* [What is required] Copy, word for word, the opening line of the data and each line after it until the line that contains "For the benchmark, mark every instance of the grey asphalt", which is included. Leave the pictures out.

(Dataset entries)
══════════════════════════════

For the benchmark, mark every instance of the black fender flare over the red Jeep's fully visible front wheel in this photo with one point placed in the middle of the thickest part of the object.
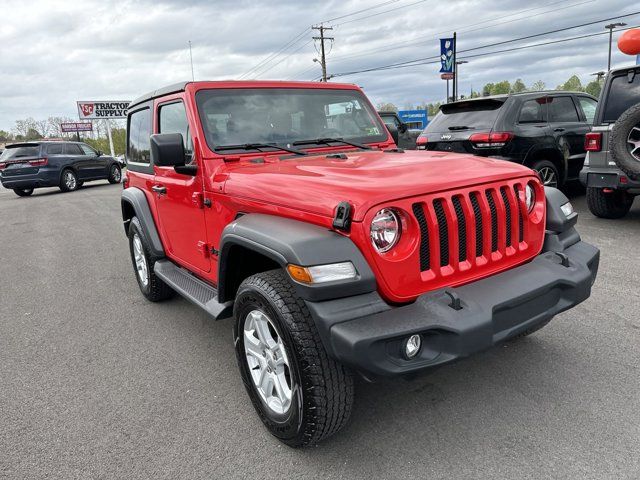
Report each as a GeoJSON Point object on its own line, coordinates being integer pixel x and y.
{"type": "Point", "coordinates": [285, 241]}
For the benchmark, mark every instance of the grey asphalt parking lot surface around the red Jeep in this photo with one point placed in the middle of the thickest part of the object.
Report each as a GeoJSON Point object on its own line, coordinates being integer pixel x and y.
{"type": "Point", "coordinates": [96, 382]}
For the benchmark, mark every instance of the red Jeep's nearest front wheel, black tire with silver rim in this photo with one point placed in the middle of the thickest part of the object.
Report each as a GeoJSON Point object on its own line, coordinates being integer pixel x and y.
{"type": "Point", "coordinates": [277, 342]}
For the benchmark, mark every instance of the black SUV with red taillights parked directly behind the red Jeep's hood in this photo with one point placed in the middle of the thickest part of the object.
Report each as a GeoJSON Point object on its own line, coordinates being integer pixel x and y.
{"type": "Point", "coordinates": [542, 130]}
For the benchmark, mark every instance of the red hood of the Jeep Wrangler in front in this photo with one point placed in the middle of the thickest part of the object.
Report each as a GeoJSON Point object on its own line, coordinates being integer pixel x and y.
{"type": "Point", "coordinates": [317, 183]}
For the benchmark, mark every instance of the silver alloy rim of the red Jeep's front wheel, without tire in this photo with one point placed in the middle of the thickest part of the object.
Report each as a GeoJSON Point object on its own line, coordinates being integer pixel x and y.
{"type": "Point", "coordinates": [268, 362]}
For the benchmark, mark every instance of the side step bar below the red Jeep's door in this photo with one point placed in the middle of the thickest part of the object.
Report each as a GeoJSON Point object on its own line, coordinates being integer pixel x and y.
{"type": "Point", "coordinates": [193, 289]}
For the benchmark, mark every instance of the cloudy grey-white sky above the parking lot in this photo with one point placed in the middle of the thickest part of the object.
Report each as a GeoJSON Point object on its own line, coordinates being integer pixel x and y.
{"type": "Point", "coordinates": [55, 53]}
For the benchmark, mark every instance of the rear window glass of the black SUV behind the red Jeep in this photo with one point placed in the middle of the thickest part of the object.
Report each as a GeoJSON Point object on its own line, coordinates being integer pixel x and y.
{"type": "Point", "coordinates": [477, 114]}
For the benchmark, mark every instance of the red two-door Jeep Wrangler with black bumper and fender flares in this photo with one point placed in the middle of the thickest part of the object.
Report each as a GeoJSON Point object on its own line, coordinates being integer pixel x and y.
{"type": "Point", "coordinates": [288, 207]}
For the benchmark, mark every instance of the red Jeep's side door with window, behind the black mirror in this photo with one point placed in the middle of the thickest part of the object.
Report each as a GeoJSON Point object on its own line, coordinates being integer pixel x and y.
{"type": "Point", "coordinates": [179, 198]}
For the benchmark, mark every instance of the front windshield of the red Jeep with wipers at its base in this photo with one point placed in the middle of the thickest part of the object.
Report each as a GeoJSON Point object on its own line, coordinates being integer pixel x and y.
{"type": "Point", "coordinates": [283, 116]}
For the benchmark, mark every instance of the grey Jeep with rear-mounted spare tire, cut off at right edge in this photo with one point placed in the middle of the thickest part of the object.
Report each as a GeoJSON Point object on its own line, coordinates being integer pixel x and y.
{"type": "Point", "coordinates": [611, 171]}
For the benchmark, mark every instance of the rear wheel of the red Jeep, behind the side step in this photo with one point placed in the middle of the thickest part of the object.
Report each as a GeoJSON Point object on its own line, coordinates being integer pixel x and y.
{"type": "Point", "coordinates": [151, 286]}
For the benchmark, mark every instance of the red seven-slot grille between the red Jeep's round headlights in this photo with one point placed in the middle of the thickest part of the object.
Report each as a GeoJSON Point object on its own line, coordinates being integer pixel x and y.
{"type": "Point", "coordinates": [487, 223]}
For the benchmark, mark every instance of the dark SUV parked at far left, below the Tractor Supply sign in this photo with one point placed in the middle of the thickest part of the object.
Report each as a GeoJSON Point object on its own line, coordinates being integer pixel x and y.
{"type": "Point", "coordinates": [67, 165]}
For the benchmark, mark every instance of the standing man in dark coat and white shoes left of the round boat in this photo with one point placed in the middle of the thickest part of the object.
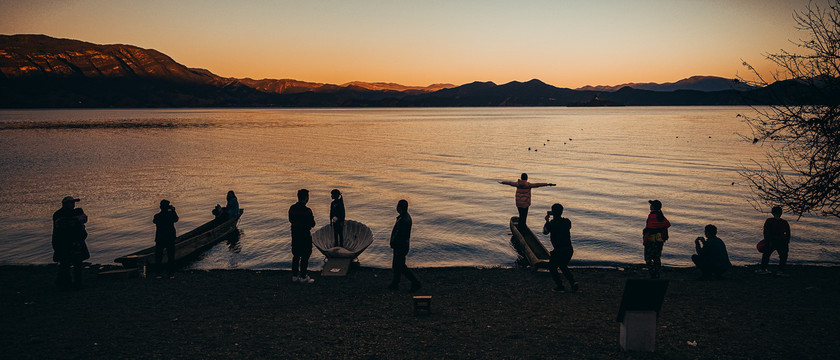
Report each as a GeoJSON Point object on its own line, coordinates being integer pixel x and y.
{"type": "Point", "coordinates": [302, 221]}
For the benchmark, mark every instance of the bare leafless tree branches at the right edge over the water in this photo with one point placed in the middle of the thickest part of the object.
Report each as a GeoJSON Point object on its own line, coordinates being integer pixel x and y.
{"type": "Point", "coordinates": [802, 169]}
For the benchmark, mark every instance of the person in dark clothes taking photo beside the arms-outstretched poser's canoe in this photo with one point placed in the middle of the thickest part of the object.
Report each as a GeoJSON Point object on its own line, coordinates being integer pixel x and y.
{"type": "Point", "coordinates": [561, 239]}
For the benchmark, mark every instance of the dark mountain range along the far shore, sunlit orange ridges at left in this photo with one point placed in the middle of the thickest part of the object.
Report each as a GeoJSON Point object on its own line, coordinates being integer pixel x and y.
{"type": "Point", "coordinates": [38, 71]}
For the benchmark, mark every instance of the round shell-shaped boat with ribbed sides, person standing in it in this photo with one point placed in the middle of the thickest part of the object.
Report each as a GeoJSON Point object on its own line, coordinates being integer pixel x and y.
{"type": "Point", "coordinates": [357, 238]}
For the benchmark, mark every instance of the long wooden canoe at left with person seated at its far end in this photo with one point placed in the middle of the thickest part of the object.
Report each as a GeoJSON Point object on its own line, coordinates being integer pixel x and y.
{"type": "Point", "coordinates": [188, 244]}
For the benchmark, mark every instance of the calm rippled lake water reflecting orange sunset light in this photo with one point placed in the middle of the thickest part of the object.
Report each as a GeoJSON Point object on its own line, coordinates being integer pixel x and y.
{"type": "Point", "coordinates": [606, 162]}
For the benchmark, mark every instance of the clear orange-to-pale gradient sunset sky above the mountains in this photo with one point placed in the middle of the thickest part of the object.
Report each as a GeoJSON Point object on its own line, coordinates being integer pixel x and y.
{"type": "Point", "coordinates": [564, 43]}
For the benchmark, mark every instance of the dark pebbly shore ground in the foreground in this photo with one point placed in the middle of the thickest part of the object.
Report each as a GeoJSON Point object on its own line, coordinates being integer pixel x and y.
{"type": "Point", "coordinates": [476, 313]}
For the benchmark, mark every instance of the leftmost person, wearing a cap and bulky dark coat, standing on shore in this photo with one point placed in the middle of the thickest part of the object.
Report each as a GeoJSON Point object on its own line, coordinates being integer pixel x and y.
{"type": "Point", "coordinates": [68, 242]}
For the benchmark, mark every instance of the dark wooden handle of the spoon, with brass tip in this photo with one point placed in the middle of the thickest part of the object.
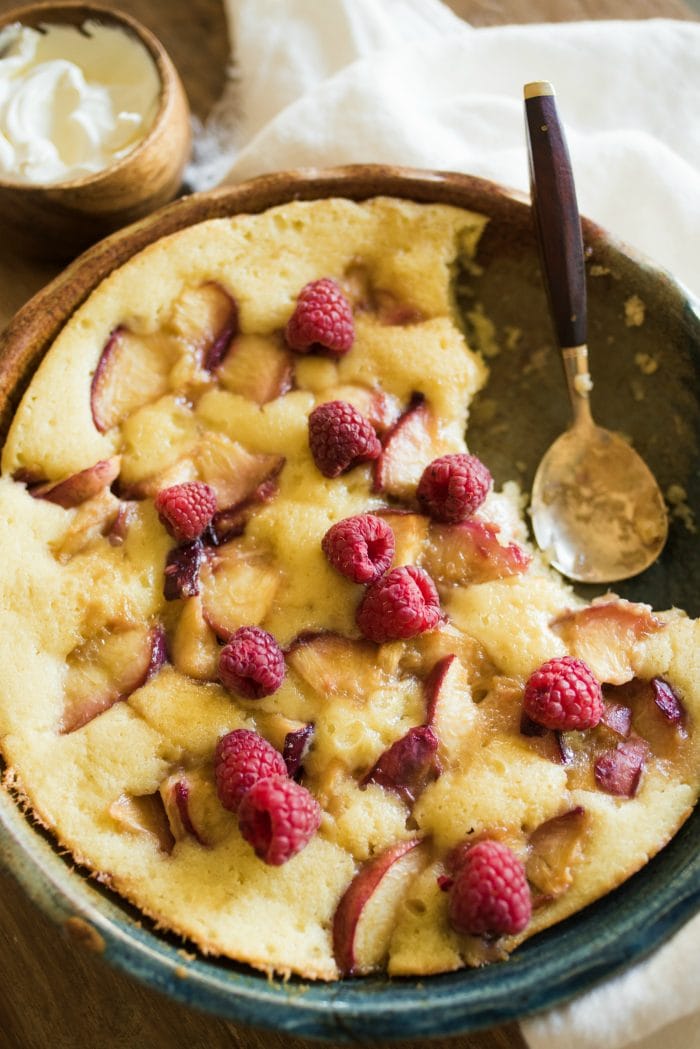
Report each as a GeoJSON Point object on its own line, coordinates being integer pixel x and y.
{"type": "Point", "coordinates": [556, 211]}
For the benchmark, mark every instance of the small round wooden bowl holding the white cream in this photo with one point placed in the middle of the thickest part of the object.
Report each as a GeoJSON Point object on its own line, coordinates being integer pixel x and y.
{"type": "Point", "coordinates": [58, 221]}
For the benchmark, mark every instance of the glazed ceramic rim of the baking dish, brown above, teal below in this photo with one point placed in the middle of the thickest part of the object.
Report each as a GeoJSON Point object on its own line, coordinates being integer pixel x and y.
{"type": "Point", "coordinates": [595, 945]}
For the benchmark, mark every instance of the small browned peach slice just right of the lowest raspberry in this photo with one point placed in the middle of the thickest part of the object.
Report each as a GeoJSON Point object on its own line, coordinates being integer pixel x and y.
{"type": "Point", "coordinates": [556, 847]}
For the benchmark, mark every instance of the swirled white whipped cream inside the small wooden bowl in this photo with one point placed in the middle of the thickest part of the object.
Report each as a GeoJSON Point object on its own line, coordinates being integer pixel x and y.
{"type": "Point", "coordinates": [73, 101]}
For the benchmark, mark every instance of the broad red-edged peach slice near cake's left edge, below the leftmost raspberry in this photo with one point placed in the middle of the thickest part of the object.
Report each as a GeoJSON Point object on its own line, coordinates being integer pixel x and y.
{"type": "Point", "coordinates": [109, 669]}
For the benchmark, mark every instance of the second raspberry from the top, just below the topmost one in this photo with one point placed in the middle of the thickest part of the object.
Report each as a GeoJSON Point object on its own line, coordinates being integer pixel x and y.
{"type": "Point", "coordinates": [341, 437]}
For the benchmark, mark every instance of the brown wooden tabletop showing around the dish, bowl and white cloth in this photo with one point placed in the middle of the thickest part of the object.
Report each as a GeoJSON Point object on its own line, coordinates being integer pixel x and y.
{"type": "Point", "coordinates": [53, 993]}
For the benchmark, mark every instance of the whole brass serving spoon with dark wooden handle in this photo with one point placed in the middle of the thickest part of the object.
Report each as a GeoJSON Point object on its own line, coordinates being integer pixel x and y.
{"type": "Point", "coordinates": [598, 511]}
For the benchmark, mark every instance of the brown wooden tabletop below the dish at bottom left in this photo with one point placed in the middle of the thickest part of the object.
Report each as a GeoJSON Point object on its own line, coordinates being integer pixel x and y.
{"type": "Point", "coordinates": [58, 994]}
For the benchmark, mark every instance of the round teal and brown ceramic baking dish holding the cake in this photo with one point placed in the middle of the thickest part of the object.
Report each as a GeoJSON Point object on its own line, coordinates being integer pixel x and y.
{"type": "Point", "coordinates": [638, 917]}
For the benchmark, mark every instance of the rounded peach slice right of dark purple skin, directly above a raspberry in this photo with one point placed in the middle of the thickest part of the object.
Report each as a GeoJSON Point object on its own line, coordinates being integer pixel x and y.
{"type": "Point", "coordinates": [239, 587]}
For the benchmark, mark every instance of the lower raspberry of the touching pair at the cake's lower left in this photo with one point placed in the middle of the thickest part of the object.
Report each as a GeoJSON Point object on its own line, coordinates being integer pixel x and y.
{"type": "Point", "coordinates": [279, 818]}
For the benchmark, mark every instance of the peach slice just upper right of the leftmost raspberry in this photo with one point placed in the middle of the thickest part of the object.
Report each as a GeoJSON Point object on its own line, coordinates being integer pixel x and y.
{"type": "Point", "coordinates": [235, 474]}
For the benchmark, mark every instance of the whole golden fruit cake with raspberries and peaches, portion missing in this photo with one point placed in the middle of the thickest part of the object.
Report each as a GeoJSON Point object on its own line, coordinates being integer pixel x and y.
{"type": "Point", "coordinates": [279, 665]}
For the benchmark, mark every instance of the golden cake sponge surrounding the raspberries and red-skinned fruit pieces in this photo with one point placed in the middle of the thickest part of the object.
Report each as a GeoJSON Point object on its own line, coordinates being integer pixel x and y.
{"type": "Point", "coordinates": [99, 781]}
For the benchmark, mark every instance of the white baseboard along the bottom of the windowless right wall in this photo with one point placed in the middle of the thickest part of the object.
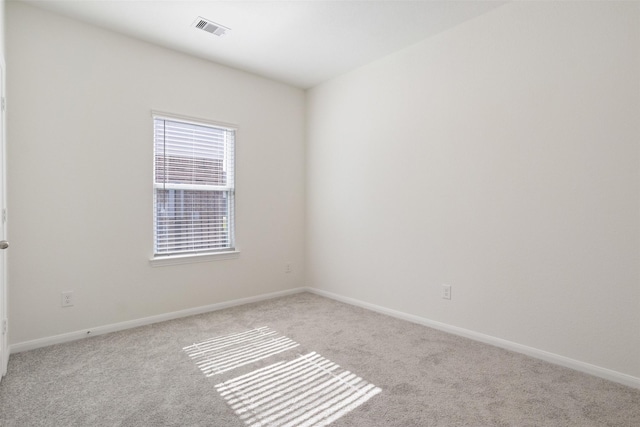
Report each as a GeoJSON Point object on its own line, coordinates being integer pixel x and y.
{"type": "Point", "coordinates": [557, 359]}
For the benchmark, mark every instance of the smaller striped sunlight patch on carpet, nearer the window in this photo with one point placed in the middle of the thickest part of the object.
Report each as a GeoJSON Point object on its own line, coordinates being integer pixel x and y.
{"type": "Point", "coordinates": [222, 354]}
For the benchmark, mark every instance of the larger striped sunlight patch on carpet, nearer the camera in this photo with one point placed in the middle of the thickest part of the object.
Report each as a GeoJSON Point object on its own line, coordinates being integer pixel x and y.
{"type": "Point", "coordinates": [307, 391]}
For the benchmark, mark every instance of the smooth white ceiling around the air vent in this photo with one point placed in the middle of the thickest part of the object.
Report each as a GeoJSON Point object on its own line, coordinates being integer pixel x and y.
{"type": "Point", "coordinates": [302, 43]}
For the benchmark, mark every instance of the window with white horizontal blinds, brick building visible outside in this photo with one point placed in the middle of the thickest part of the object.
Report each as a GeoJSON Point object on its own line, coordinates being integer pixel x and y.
{"type": "Point", "coordinates": [193, 187]}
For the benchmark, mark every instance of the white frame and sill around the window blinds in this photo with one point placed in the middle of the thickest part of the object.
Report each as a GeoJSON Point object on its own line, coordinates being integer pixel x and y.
{"type": "Point", "coordinates": [162, 259]}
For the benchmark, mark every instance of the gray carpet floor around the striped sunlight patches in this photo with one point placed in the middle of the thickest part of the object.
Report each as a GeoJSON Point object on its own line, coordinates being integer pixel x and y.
{"type": "Point", "coordinates": [143, 377]}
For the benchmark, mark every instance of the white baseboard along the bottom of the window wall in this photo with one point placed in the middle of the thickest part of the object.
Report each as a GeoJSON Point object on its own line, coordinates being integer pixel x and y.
{"type": "Point", "coordinates": [101, 330]}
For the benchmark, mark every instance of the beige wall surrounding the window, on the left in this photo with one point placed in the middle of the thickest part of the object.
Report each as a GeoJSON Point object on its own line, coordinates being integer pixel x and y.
{"type": "Point", "coordinates": [80, 176]}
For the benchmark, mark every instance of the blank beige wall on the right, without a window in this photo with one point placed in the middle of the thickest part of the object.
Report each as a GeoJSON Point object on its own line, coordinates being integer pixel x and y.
{"type": "Point", "coordinates": [499, 157]}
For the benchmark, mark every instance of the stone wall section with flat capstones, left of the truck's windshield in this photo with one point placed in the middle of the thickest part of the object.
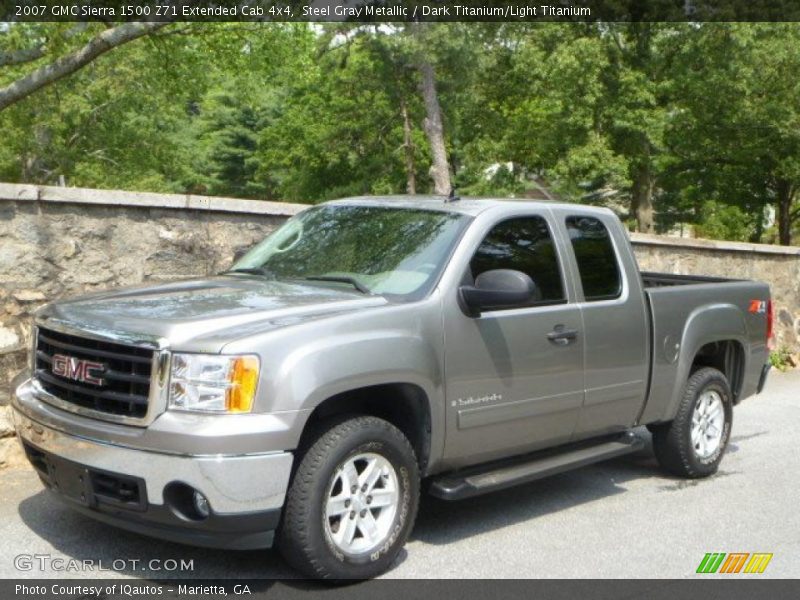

══════════════════════════════

* [Your solution]
For the benchmark, mark every instance of the black fender flare over the red Jeep's fully visible front wheel in this photo with one point placed in the middle of the thickest part of the object.
Report each as a GeoJSON Point object on its own line, coordinates being integer pixel x and y.
{"type": "Point", "coordinates": [285, 241]}
For the benchmark, mark every instance of the grey asphalt parking lot surface around the red Jeep in this photo with one point placed in the middle of the thickest part of the object.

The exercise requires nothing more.